So, let's take a minute to talk about romance. Romance novels are almost always universally terrible. Twilight, the most recent romance phenomina, is an objectively bad novel. Not because of sparkly vampires or other absurdities contained within, but because adverbs sprout like weeds, the writing is wooden at best and the author spends too much time telling us about things. We're told a lot about how pretty Edward is, but we're not to my knowledge, ever shown his grooming habits. This is because most romance is written with much the same mindset as porn is created with. Get to the climax quickly, and then heap on more and more until you've filled your allotted word or time limit and then check out quickly as possible with the profits in hand. There's the same mindless desire and instant fulfillment. There's also the same general level of production values. There's a reason these things are called porn for women.

I'm afraid you don't have much future as a romance writer Voidchicken. You would be torn to shreds for spending far too much time developing the character people are supposed to project onto before getting to the 'good stuff.' I mean, the third and final story? Get serious.

For anyone who doesn't have the required appetite for the Smoopy-doo and Sweetums saccharine romance angle, romance is usually a distraction and generally not well written. How many times have you been to a movie and there's a love interest angle that has very little development but they ride off happily ever after anyways because romance is what appeals to females ages 11 and up? Too many, I imagine.

That said, there is such thing a thing as good romance. Usually it is the result of clear character development and phrased in terms that are outside the usual romance tropes. There's a scene in the movie 'In a lonesome place' that describes good romance writing perfectly. The main character, played by Humphry Bogart, is making breakfast for his distressed girlfriend. ' A good love scene should be about something else besides love. For instance, this one. Me fixing grapefruit. You sitting over there, dopey, half-asleep. Anyone looking at us could tell we're in love.'

(Of course, the scene is actually about him trying to convince himself they're still in love while she's beginning to grow afraid of him. Which is the ultimate example of what he's trying to illustrate. Don't make the subtext the main text.)

------------------------------------

» TASKS FOR THIS EXERCISE:
a) In the movie scene cited in the passage on romance writing, what is the main character doing?
b) Reproduce word for word the part of the passage on romance writing between "That said, there" and "the main text.)", inclusive.
The material after this point is separate from the passage on romance writing.

------------------------------------

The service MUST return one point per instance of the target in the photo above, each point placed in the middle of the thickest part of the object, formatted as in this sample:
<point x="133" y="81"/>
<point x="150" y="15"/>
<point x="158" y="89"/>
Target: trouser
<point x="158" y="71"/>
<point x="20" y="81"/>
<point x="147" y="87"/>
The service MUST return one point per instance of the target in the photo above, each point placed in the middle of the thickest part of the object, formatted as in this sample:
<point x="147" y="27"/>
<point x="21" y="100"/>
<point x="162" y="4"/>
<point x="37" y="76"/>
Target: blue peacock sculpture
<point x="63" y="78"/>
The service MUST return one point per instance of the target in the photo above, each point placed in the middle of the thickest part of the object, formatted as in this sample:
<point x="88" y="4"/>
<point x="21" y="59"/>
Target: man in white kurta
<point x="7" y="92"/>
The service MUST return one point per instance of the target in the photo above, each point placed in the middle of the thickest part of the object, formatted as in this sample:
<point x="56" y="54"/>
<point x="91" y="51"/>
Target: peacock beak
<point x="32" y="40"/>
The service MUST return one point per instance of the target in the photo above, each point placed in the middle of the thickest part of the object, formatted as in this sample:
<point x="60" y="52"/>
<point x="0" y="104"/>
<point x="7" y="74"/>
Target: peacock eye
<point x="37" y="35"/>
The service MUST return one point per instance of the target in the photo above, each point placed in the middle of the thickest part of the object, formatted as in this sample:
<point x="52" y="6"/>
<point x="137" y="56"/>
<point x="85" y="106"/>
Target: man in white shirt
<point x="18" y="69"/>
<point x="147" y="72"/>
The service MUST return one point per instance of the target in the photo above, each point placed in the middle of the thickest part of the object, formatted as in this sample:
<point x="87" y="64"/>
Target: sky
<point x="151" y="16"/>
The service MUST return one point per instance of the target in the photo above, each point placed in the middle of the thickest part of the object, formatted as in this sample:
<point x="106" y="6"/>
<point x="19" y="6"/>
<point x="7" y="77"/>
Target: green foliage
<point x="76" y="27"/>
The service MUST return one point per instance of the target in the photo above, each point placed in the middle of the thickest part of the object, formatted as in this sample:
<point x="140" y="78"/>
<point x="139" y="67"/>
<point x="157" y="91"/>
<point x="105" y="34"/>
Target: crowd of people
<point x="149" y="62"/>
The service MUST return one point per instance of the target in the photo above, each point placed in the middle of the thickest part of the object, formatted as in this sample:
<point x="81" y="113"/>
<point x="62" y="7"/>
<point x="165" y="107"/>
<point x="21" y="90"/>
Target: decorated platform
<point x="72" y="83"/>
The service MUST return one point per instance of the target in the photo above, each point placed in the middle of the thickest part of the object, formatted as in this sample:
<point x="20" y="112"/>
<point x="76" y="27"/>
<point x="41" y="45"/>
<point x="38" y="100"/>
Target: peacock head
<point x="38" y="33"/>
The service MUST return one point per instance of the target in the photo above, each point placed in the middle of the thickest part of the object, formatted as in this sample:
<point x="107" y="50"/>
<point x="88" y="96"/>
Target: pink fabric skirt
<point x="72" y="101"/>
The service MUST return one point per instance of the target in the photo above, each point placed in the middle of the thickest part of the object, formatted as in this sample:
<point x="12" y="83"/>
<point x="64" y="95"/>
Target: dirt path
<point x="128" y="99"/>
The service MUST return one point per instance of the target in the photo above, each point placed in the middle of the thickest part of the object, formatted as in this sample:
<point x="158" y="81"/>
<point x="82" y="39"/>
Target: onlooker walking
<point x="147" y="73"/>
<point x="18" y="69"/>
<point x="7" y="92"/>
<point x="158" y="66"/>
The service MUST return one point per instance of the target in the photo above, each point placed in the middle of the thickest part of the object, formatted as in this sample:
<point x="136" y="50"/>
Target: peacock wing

------------------------------------

» SET OF ANSWERS:
a) He is making breakfast for his distressed girlfriend.

b)
That said, there is such thing a thing as good romance. Usually it is the result of clear character development and phrased in terms that are outside the usual romance tropes. There's a scene in the movie 'In a lonesome place' that describes good romance writing perfectly. The main character, played by Humphry Bogart, is making breakfast for his distressed girlfriend. ' A good love scene should be about something else besides love. For instance, this one. Me fixing grapefruit. You sitting over there, dopey, half-asleep. Anyone looking at us could tell we're in love.'

(Of course, the scene is actually about him trying to convince himself they're still in love while she's beginning to grow afraid of him. Which is the ultimate example of what he's trying to illustrate. Don't make the subtext the main text.)